[Referring expression data]
----
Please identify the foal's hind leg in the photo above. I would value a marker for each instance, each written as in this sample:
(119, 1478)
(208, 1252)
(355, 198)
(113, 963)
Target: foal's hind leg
----
Nothing should be omitted or altered. Retype the records exactly.

Please identify the foal's hind leg in the photo above. I would value a marker for each instance, each written as in this sample:
(119, 1478)
(208, 1252)
(355, 198)
(113, 963)
Target: foal's hind leg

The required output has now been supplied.